SHORT EXERCISE →
Reproduce the following text on thermistors word for word, starting at the words "Thermistors are available" and stopping after the words "(PTC) of resistance.".

* begin SELECTION *

The Thermistor is a special type of variable resistive element that changes its physical resistance when exposed to changes in temperature.
The Thermistor is a solid state temperature sensing device that acts a bit like an electrical resistor but is temperature sensitive. Thermistors can be used to produce an analogue output voltage with variations in ambient temperature and as such can be referred to as a transducer. This is because it creates a change in its electrical properties due to a physical change in heat.
A thermistor is basically a two-terminal solid state thermally sensitive transducer made from sensitive semiconductor based metal oxides with metallised or sintered connecting leads onto a ceramic disc or bead. This allows it to change its resistive value in proportion to small changes in temperature. In other words, as its temperature changes, so too does its resistance and as such its name, “Thermistor” is a combination of the words THERM-ally sensitive res-ISTOR.
While the change in resistance due to heat is generally undesirable in standard resistors, this effect can be put to good use in many temperature detection circuits. Thus being non-linear variable-resistance devices, thermistors are commonly used as temperature sensors having many applications to measure the temperature of both liquids and ambient air.
Also, being a solid state device made from highly sensitive metal oxides, they operate at the molecular level with the outermost (valence) electrons becoming more active and producing a negative temperature coefficient, or less active producing a positive temperature coefficient as the temperature of the thermistor is increased. This means that they can have very good reproducible resistance verses temperature characteristics allowing them to operate up to temperatures of about 200oC.
While the primarily used of thermistors are as resistive temperature sensors, being resistive devices belonging the the resistor family, they can also be used in series with a component or device to control the current flowing through them. In other words, they can also be used as current-limiting devices.
Thermistors are available in a range of types, materials and sizes depending on the response time and operating temperature. Also, hermetically sealed thermistors eliminate errors in resistance readings due to moisture penetration while offering high operating temperatures and a compact size. The three most common types are: Bead thermistors, Disk thermistors, and Glass encapsulated thermistors.
These heat-dependent resistors can operate in one of two ways, either increasing or decreasing their resistive value with changes in temperature. Then there are two types of thermistors available: negative temperature coefficient (NTC) of resistance and positive temperature coefficient (PTC) of resistance.

* end SELECTION *
* begin GIVEN RECORDS *

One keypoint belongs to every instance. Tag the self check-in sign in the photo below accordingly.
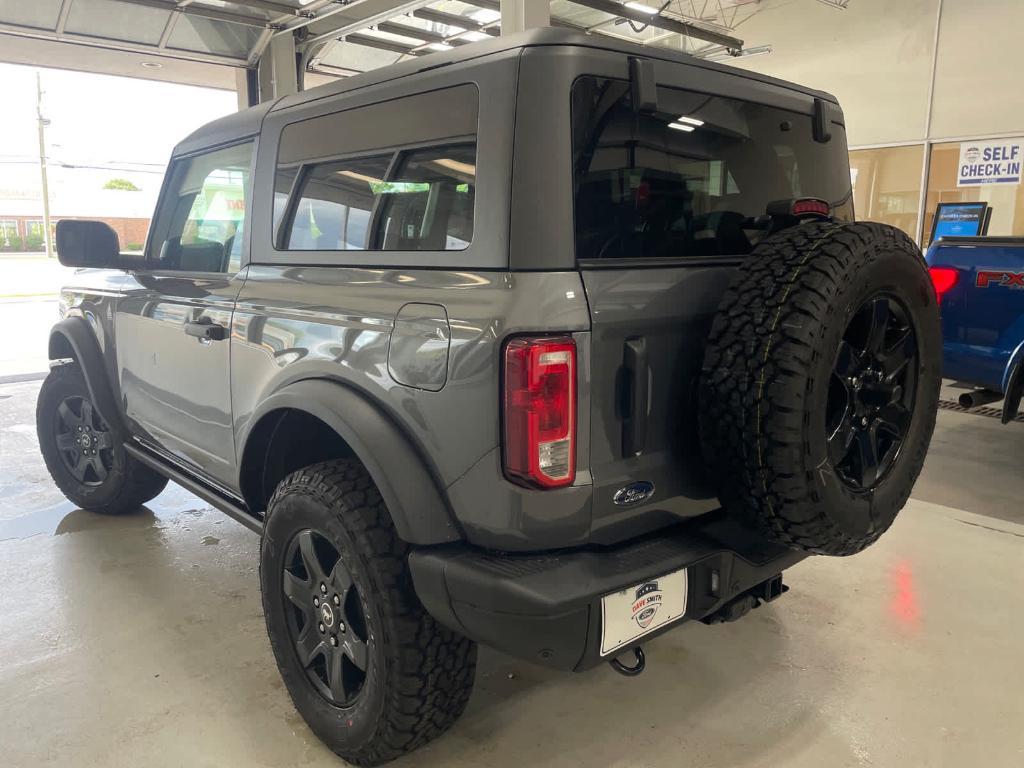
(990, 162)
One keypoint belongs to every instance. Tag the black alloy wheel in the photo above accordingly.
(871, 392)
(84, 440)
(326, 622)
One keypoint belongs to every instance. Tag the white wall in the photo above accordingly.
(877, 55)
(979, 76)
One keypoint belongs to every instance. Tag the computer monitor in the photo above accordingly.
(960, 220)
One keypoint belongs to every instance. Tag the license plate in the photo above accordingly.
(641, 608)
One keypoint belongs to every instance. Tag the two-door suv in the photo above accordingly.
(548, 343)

* end GIVEN RECORDS *

EXPECTED ANSWER →
Thermistors are available in a range of types, materials and sizes depending on the response time and operating temperature. Also, hermetically sealed thermistors eliminate errors in resistance readings due to moisture penetration while offering high operating temperatures and a compact size. The three most common types are: Bead thermistors, Disk thermistors, and Glass encapsulated thermistors.
These heat-dependent resistors can operate in one of two ways, either increasing or decreasing their resistive value with changes in temperature. Then there are two types of thermistors available: negative temperature coefficient (NTC) of resistance and positive temperature coefficient (PTC) of resistance.